→ **Exercise instructions**: Copy out the whole changelog excerpt below, word for word.

→ **Source extract**:
++++

Fields discard_unknown and use_proto_names added to the protobuf processors.

Fixed

Bloblang error messages for bad function/method names or parameters should now be improved in mappings that use shorthand for root = ....
All redis components now support usernames within the configured URL for authentication.
The protobuf processor now supports targetting nested types from proto files.
The schema_registry_encode and schema_registry_decode processors should no longer double escape URL unsafe characters within subjects when querying their latest versions.

The full change log can be found here.

`v4.23.0`

Compare Source

For installation instructions check out the getting started guide.

Added

The amqp_0_9 output now supports dynamic interpolation functions within the exchange field.
Field custom_topic_creation added to the kafka output.
New Bloblang method ts_sub.
The Bloblang method abs now supports integers in and integers out.
Experimental extract_tracing_map field added to the nats, nats_jetstream and nats_stream inputs.
Experimental inject_tracing_map field added to the nats, nats_jetstream and nats_stream outputs.
New _fail_fast variants for the broker output fan_out and fan_out_sequential patterns.
Field summary_quantiles_objectives added to the prometheus metrics exporter.

++++

→ **Given information**:
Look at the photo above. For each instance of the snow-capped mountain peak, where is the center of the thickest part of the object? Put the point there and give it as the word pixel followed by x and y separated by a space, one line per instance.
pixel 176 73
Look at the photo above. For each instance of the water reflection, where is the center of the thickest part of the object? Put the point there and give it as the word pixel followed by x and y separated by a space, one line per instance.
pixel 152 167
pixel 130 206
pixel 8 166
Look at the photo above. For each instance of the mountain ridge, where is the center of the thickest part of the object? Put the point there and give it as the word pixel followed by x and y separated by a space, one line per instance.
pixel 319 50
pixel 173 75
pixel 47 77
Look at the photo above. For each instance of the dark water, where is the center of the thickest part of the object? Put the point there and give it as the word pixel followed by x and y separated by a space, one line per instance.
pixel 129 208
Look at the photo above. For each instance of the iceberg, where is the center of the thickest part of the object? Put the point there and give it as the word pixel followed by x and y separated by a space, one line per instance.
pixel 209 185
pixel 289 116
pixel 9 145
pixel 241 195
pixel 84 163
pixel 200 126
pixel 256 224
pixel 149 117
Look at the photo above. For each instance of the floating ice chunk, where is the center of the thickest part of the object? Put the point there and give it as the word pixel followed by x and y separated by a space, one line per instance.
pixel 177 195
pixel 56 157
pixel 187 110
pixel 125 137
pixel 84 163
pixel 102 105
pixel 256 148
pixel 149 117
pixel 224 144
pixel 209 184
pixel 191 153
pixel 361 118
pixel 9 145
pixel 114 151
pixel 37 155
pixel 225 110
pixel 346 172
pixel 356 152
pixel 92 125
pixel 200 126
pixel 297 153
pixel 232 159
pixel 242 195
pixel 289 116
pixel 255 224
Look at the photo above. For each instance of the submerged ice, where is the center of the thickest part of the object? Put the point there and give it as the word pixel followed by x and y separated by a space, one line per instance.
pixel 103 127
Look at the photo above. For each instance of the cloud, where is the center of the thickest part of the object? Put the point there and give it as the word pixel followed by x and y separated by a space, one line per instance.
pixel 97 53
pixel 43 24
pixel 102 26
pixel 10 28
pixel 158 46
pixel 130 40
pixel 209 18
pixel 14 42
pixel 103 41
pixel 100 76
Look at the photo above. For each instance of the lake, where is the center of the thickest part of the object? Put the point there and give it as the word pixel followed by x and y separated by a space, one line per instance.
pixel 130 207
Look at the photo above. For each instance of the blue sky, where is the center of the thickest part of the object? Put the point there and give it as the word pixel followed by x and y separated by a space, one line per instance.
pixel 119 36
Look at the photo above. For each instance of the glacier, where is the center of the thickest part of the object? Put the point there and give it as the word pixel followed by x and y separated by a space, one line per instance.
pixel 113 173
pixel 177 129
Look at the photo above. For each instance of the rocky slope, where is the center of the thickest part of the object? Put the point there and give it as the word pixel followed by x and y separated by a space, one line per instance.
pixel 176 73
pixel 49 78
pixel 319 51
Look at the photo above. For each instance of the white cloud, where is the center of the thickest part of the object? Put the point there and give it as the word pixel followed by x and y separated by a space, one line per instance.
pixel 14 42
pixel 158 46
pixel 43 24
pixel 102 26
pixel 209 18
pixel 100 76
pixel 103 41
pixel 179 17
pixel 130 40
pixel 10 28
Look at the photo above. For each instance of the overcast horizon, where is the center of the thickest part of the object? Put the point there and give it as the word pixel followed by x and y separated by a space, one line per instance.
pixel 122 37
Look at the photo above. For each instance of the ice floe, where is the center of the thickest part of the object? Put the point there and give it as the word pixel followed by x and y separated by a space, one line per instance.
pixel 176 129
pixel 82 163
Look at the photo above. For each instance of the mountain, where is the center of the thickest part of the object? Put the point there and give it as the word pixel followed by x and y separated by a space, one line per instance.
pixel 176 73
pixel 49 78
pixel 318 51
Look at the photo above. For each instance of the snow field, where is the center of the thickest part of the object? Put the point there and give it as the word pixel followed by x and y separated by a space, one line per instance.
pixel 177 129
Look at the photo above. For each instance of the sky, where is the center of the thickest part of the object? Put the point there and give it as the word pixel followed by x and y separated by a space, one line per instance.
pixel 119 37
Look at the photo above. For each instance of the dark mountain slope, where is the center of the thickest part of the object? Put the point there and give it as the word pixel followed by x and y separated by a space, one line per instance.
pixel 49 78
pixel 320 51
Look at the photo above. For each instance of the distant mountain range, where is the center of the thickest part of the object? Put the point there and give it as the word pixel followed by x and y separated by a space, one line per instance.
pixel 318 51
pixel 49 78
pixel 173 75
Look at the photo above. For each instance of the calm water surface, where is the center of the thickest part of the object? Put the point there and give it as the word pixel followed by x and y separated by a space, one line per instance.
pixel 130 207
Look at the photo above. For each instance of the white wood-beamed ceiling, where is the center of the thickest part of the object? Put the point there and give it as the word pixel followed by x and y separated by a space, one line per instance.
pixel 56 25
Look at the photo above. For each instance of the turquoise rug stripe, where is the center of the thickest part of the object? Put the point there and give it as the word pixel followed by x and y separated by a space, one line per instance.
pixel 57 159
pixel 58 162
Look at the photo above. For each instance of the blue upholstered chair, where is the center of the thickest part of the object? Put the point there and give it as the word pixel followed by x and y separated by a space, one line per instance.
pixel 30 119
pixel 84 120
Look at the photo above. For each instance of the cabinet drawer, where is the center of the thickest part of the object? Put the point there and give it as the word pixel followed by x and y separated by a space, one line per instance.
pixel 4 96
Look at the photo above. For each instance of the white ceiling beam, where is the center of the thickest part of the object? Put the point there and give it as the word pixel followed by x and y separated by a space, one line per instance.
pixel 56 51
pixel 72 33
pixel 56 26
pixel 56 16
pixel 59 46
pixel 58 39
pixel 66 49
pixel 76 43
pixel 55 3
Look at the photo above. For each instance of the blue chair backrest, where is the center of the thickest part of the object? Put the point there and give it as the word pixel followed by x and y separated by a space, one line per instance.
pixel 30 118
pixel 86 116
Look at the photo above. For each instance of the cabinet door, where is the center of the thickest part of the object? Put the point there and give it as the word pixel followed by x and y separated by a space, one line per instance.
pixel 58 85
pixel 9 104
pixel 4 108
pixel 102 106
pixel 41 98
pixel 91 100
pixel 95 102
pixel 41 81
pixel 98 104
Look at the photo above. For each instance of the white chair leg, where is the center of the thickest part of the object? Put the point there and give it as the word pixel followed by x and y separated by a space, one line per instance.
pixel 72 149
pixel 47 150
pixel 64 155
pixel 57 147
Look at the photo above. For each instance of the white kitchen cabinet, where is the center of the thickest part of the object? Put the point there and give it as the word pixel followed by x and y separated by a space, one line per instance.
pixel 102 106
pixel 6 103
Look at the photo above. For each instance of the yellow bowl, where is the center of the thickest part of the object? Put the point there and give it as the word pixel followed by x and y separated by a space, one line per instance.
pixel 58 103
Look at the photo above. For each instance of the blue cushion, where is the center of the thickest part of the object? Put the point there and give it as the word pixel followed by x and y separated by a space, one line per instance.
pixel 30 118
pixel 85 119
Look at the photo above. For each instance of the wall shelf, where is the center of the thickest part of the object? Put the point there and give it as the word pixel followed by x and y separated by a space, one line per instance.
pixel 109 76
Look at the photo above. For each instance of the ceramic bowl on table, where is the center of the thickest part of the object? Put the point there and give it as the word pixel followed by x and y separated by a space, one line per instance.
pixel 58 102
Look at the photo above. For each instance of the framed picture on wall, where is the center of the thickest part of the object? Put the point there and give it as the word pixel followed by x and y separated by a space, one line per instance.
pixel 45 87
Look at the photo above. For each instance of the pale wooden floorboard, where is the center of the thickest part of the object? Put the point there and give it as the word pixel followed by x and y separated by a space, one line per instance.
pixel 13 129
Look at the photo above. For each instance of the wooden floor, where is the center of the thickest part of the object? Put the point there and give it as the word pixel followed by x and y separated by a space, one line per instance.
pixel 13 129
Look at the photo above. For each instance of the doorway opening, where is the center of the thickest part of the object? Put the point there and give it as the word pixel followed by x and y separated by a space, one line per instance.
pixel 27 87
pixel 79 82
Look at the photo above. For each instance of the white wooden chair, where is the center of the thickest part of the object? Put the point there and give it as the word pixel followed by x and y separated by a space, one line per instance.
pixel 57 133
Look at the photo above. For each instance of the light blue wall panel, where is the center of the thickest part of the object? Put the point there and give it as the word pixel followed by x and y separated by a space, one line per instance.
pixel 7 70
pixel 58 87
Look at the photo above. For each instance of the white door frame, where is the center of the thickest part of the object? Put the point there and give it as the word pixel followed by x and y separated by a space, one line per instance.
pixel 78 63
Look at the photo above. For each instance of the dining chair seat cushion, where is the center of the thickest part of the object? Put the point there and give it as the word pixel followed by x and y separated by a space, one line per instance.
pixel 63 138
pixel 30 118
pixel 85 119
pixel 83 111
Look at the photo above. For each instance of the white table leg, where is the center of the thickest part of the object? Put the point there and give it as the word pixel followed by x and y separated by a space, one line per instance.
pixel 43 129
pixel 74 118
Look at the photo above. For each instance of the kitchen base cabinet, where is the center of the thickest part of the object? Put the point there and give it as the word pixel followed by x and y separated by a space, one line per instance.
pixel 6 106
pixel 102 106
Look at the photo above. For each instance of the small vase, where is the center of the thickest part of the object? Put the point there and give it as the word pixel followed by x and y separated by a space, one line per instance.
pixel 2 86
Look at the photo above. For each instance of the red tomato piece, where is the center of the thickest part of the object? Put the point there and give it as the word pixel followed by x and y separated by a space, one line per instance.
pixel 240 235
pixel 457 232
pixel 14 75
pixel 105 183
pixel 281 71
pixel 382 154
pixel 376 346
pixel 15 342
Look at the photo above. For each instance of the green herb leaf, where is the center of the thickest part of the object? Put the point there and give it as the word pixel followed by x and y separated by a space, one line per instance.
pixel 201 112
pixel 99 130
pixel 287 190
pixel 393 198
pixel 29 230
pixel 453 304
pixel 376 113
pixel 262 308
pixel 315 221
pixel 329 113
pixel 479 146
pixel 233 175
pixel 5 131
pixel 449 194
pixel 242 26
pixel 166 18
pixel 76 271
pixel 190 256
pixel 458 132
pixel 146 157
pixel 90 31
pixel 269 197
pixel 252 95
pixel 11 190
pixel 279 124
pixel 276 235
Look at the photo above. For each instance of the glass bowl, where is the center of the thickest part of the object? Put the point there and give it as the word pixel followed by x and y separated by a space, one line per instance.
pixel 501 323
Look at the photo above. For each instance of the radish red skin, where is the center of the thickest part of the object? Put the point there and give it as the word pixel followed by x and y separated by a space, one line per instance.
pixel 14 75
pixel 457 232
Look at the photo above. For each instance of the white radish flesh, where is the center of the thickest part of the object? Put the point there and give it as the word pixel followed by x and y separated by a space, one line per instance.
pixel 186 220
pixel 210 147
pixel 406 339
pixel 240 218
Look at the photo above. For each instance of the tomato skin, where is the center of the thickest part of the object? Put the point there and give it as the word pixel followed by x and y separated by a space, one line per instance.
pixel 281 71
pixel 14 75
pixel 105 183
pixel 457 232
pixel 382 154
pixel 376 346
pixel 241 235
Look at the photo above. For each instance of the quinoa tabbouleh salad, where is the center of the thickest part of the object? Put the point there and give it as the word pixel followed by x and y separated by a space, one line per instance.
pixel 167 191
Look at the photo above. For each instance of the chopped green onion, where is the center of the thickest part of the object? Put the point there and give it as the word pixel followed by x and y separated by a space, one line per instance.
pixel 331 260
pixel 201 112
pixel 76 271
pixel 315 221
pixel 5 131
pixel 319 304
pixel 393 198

++++

→ **Result**:
Fields discard_unknown and use_proto_names added to the protobuf processors.

Fixed

Bloblang error messages for bad function/method names or parameters should now be improved in mappings that use shorthand for root = ....
All redis components now support usernames within the configured URL for authentication.
The protobuf processor now supports targetting nested types from proto files.
The schema_registry_encode and schema_registry_decode processors should no longer double escape URL unsafe characters within subjects when querying their latest versions.

The full change log can be found here.

`v4.23.0`

Compare Source

For installation instructions check out the getting started guide.

Added

The amqp_0_9 output now supports dynamic interpolation functions within the exchange field.
Field custom_topic_creation added to the kafka output.
New Bloblang method ts_sub.
The Bloblang method abs now supports integers in and integers out.
Experimental extract_tracing_map field added to the nats, nats_jetstream and nats_stream inputs.
Experimental inject_tracing_map field added to the nats, nats_jetstream and nats_stream outputs.
New _fail_fast variants for the broker output fan_out and fan_out_sequential patterns.
Field summary_quantiles_objectives added to the prometheus metrics exporter.